### Actions to take
A) Return the passage from the discussion of sensing and intuition starting with "So simply put" and going on through "and not an N.".
B) Answer these questions about the discussion of sensing and intuition:
(i) Which personality type is the sister described as?
(ii) In the paint analogy, what are the five physical senses compared to?
(iii) What name is given to the ISFP type?

### Document segment

--- start ---

Don't you mean sensing instead of sensual?
My apologies. As an English grad student, and a nerd, I have a special affection for the history of words, for their etymology. Thus, I sometimes use words as they originally were used, or with the meanings that their roots imply. "Sensual," at least when it was first used, carried with it the idea of "having to do with the five physical senses." But to be truthful, I think such an understanding of the word's origin can be helpful (and if you're a nerd like me, fun).
An INFP, with their extroverted intuition, understands the world around them in an intuitive way, letting all their sensory input blend into one melodic impression. From what I can tell about myself and about others, the following analogy might be helpful. Think of our five physical senses as various colors of paint--red, blue, green, so on. A sensing person absorbs the distinct sensory impression of each color individually; an intuitive person lets the colors swim together into a rainbow of paint on the white canvas of our consciousness. (I welcome
respectful, considerate of my feelings responses to this metaphor by sensing and intuitive folk alike.)
So simply put (but still using the metaphor), sensors appreciate separately each brush stroke of the painting of their understanding. Intuitives can see a painting even where one is not, such as if a person dropped a bunch of paint cans on a floor, letting spill forth an accidental rainbow onto the tiles.
I have have an ISFP sister, and she has no signs of intuition and is pretty cruel to the pets while not even noticing that they are distressed.
It pains me to hear this. Do you know why she is this way? I would be loath to attribute this simply to her being an S and not an N.
You raise an interesting point, though. It is one that I have thought much about. Does the ISFP, The Artist,
have difficulty empathizing with other beings? The reason I have wondered this will be made known immediately. Before we get there, let me issue the following caveat: the following will be a generalization. It is not meant to hurt or offend anyone; it is used simply to gain understanding.

--- end ---

(Dataset entries)
--- start ---

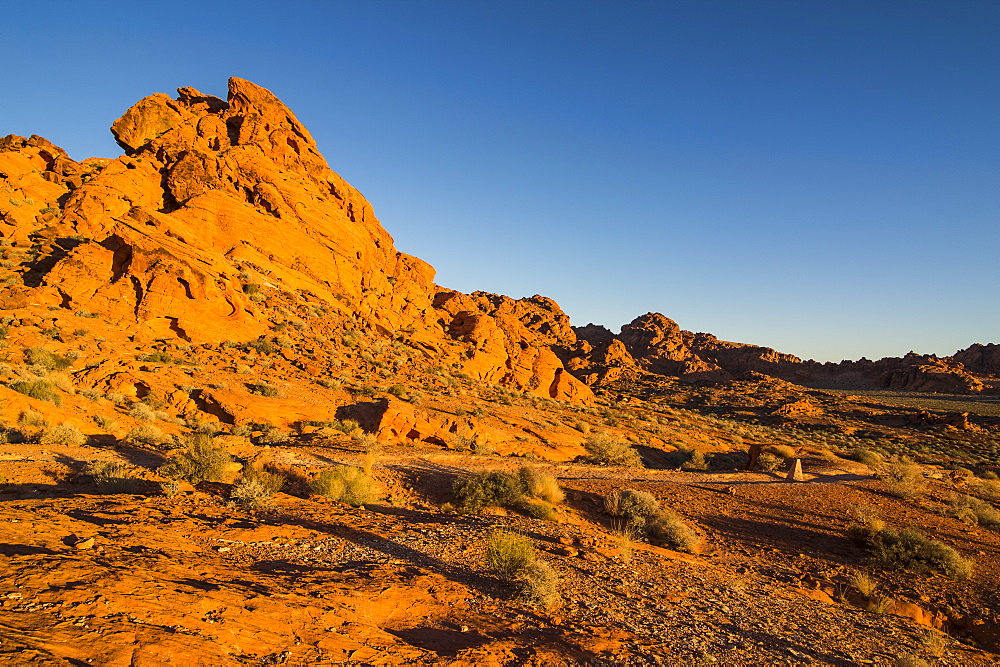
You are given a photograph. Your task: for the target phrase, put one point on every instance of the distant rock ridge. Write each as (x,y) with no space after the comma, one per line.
(655,344)
(215,200)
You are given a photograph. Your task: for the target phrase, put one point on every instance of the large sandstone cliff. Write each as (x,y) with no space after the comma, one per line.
(222,213)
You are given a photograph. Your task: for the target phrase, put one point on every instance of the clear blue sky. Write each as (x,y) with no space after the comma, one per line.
(816,176)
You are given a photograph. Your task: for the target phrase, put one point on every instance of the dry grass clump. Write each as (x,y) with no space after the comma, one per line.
(63,434)
(639,512)
(604,449)
(863,583)
(345,484)
(255,487)
(784,451)
(488,489)
(529,491)
(271,435)
(511,557)
(907,549)
(200,460)
(541,486)
(113,477)
(974,511)
(145,435)
(31,419)
(904,479)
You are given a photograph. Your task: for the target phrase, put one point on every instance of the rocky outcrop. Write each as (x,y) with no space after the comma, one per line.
(655,344)
(979,358)
(508,341)
(222,213)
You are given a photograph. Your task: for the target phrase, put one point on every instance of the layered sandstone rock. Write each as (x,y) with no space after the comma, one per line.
(222,212)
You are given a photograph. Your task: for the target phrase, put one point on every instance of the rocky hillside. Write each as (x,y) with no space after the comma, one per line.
(655,344)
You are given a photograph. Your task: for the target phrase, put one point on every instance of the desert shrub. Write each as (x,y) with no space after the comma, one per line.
(170,488)
(264,389)
(604,449)
(255,487)
(62,434)
(242,430)
(113,477)
(633,508)
(536,509)
(667,527)
(866,456)
(508,553)
(640,512)
(50,361)
(31,419)
(537,583)
(541,486)
(681,455)
(784,451)
(908,549)
(904,479)
(145,435)
(346,484)
(263,345)
(696,462)
(488,489)
(974,511)
(142,412)
(40,389)
(200,460)
(769,462)
(862,583)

--- end ---

### Response list
A)
So simply put (but still using the metaphor), sensors appreciate separately each brush stroke of the painting of their understanding. Intuitives can see a painting even where one is not, such as if a person dropped a bunch of paint cans on a floor, letting spill forth an accidental rainbow onto the tiles.
I have have an ISFP sister, and she has no signs of intuition and is pretty cruel to the pets while not even noticing that they are distressed.
It pains me to hear this. Do you know why she is this way? I would be loath to attribute this simply to her being an S and not an N.

B)
(i) ISFP
(ii) Various colors of paint
(iii) The Artist